▶ [About this task] Starting at the first line of the records and stopping at the line that contains "Return the bounding", transcribe every line exactly and leave out the pictures.

--- --- ---

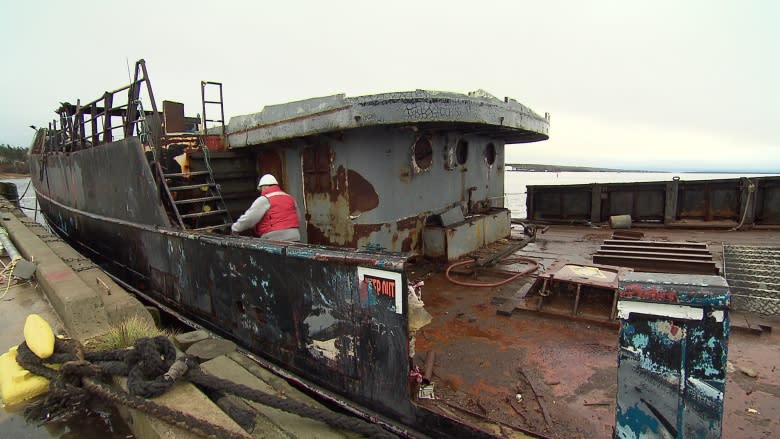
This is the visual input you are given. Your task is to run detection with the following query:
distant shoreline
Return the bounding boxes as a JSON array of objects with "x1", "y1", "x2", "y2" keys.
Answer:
[
  {"x1": 505, "y1": 164, "x2": 776, "y2": 174},
  {"x1": 505, "y1": 164, "x2": 649, "y2": 172}
]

--- --- ---

▶ [Exercise solution]
This is the visual input you are given. Your task is to run detection with the following query:
distant shoreline
Return the bounding boxes as a JSON array of objects with "x1", "y1", "x2", "y2" keys.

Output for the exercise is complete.